Politique
Série - La Chine en route vers le 19ème Congrès du PCC

Chine : au 19ème Congrès, Xi Jinping pourrait partager le pouvoir avec les fidèles de Hu Jintao

Loin de l'image du bulldozer de la vie politique chinoise, Xi Jinping devra composer avec les alliés de l'ex-président Hu Jintao s'il veut réussir le 19ème Congrès du Parti qui s'ouvre à Pékin le 18 octobre 2017. (Crédits : AFP PHOTO / POOL / FRED DUFOUR)
Loin de l'image du bulldozer de la vie politique chinoise, Xi Jinping devra composer avec les alliés de l'ex-président Hu Jintao s'il veut réussir le 19ème Congrès du Parti qui s'ouvre à Pékin le 18 octobre 2017. (Crédits : AFP PHOTO / POOL / FRED DUFOUR)
Et si on avait tout faux sur le pouvoir de Xi Jinping ? Voilà des mois que personne ou presque ne doute de sa mainmise sur le Parti communiste chinois. Le 19ème Congrès du PCC s’ouvrira le 18 octobre prochain, mais sera-t-il une pure formalité ? De remaniements provinciaux en valse des hauts cadres à Pékin, Xi a donné en 2017 l’impression d’écraser tout sur son passage, plaçant à de nombreux postes son invincible « armée du Zhejiang ». Mais l’image était trop forcée. Celui qui a reçu fin 2016 comme Mao ou Deng le statut suprême de « noyau dur » du Parti (lire notre portrait) n’est toujours pas le maître absolu en son jardin. Dans les couloirs de la très secrète résidence des cadres du Parti à Zhongnanhai, près de la place Tian’anmen, le jeu de go entre les factions restera ouvert jusqu’à la dernière minute.

→ Données:
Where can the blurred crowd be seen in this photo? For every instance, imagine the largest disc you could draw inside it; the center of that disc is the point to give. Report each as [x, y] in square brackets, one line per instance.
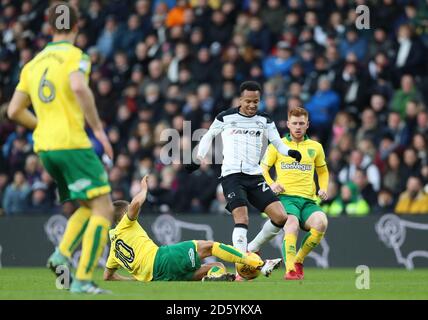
[158, 63]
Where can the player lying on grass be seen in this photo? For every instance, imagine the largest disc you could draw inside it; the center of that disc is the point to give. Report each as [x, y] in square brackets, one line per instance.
[297, 192]
[132, 249]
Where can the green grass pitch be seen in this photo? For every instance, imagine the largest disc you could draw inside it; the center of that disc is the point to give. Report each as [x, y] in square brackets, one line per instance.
[39, 283]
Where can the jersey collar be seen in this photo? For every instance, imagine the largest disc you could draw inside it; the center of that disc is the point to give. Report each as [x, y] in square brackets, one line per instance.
[58, 42]
[241, 114]
[288, 137]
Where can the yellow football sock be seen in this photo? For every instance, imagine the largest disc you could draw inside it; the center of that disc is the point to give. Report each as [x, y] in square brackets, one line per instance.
[74, 231]
[310, 241]
[93, 244]
[231, 254]
[290, 251]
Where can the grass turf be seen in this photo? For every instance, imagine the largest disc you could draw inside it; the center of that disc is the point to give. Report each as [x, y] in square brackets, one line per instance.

→ Consigne:
Retouchez l'extrait sur Xi Jinping dans sa partie qui s'ouvre sur les mots « Et si on avait » et se termine par « la dernière minute. ». Recopiez ce passage en remplaçant « jeu de go » par « jeu d'échecs ».

→ Réponse:
Et si on avait tout faux sur le pouvoir de Xi Jinping ? Voilà des mois que personne ou presque ne doute de sa mainmise sur le Parti communiste chinois. Le 19ème Congrès du PCC s’ouvrira le 18 octobre prochain, mais sera-t-il une pure formalité ? De remaniements provinciaux en valse des hauts cadres à Pékin, Xi a donné en 2017 l’impression d’écraser tout sur son passage, plaçant à de nombreux postes son invincible « armée du Zhejiang ». Mais l’image était trop forcée. Celui qui a reçu fin 2016 comme Mao ou Deng le statut suprême de « noyau dur » du Parti (lire notre portrait) n’est toujours pas le maître absolu en son jardin. Dans les couloirs de la très secrète résidence des cadres du Parti à Zhongnanhai, près de la place Tian’anmen, le jeu d'échecs entre les factions restera ouvert jusqu’à la dernière minute.